▸ WHAT IS BEING ASKED:
What you print should match the entries exactly, only without the pictures.

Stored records
════════
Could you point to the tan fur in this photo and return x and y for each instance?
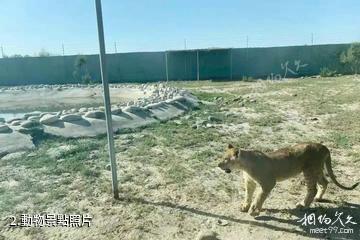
(265, 169)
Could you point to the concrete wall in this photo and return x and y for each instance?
(182, 65)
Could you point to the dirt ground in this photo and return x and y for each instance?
(55, 99)
(169, 183)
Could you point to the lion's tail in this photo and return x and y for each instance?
(332, 176)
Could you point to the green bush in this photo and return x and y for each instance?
(351, 57)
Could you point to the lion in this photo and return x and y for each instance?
(265, 169)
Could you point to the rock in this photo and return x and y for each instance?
(108, 167)
(4, 129)
(57, 152)
(222, 222)
(116, 111)
(34, 118)
(14, 155)
(207, 235)
(208, 125)
(16, 123)
(14, 119)
(213, 119)
(49, 119)
(200, 122)
(32, 154)
(134, 109)
(237, 99)
(32, 114)
(71, 118)
(95, 114)
(29, 124)
(81, 110)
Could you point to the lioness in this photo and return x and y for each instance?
(265, 169)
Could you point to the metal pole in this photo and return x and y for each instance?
(197, 65)
(312, 38)
(166, 67)
(230, 63)
(106, 99)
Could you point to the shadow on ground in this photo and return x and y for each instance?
(346, 209)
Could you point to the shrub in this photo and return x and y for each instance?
(352, 57)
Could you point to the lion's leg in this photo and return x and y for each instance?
(311, 180)
(322, 184)
(250, 187)
(266, 188)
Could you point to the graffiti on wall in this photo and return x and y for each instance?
(287, 68)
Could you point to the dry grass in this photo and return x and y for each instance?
(169, 183)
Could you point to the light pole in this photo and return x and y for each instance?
(105, 82)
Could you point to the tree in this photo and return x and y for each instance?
(352, 57)
(81, 71)
(44, 53)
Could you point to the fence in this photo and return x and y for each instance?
(217, 64)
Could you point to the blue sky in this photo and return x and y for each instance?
(27, 26)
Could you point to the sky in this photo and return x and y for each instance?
(27, 26)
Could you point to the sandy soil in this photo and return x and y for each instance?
(55, 99)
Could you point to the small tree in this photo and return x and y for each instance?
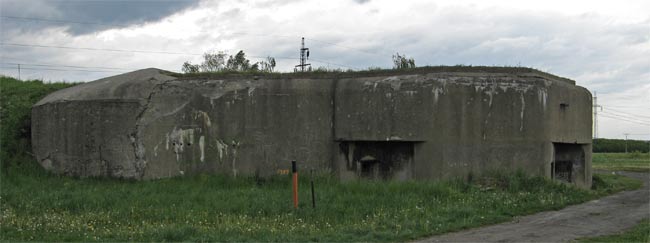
════════
▸ SOLUTION:
Could you point to the tan fur in this photo and return x and y for each instance?
(265, 169)
Could you point to the concrete wall in this photo and return x and y for each instance?
(182, 65)
Could you point to the dirt ground in this photo and return x and y for each instance?
(55, 99)
(169, 183)
Could you point to the lion's tail in this photo and return x and y for each instance?
(332, 176)
Could you point to the green bush in this photo and return x and y for each instance?
(351, 57)
Could you point to the lion in this photo and return x and y for each instance?
(265, 169)
Could you point to the rock in this photo and return x and y for each instance?
(108, 167)
(4, 129)
(57, 152)
(222, 222)
(116, 111)
(34, 118)
(14, 155)
(207, 235)
(208, 125)
(16, 123)
(14, 119)
(213, 119)
(49, 119)
(200, 122)
(32, 154)
(134, 109)
(237, 99)
(32, 114)
(71, 118)
(95, 114)
(29, 124)
(81, 110)
Could you point to the lioness in this photo and return x and y for each instance?
(265, 169)
Could you point to the metal pole in this photo and return x and y for each instance?
(197, 65)
(312, 38)
(166, 67)
(230, 63)
(106, 99)
Could you point to the shadow on ground in this photo and return x and y for each instance?
(346, 209)
Could you point to the shrub in this photo and return x and y for each instance?
(352, 57)
Could you point to the lion's leg in this photo and return x and y for each instance?
(311, 180)
(322, 184)
(250, 187)
(266, 188)
Could you point to the graffiti on wall in this photo and return x and y for each instance?
(287, 68)
Could you point to the dry grass in this photo and return x and y for each instance?
(169, 183)
Could you point to the light pole in this photo and return x and y for each instance?
(105, 82)
Could you point to the tree in this photo and return x and y for each instance?
(352, 57)
(81, 71)
(44, 53)
Could you point to the fence in this photo and return x and y for each instance?
(217, 64)
Could you point to the blue sky in this photo and return x and y for each instance?
(27, 26)
Could you point to the sky in this photo and return x and y for each instance?
(27, 26)
Could you point to the sandy soil in this photo and return x and y for each instance?
(55, 99)
Could you point to the small tree in this photo and return x and y for each instance?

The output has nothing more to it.